§ **Requirement**: Rescale the lines below: reproduce every line, requests included, multiplying each coordinate value in the answers by 1.6 and rounding to the nearest whole number, with halves rounded up.

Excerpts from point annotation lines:

__________________________________________________

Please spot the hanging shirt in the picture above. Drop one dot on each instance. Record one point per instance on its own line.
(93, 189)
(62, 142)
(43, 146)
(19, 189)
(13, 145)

__________________________________________________

§ **Correct answer**:
Please spot the hanging shirt in the picture above. Drop one dot on each instance. Record one point per instance on its own line.
(149, 302)
(99, 227)
(69, 234)
(30, 302)
(21, 232)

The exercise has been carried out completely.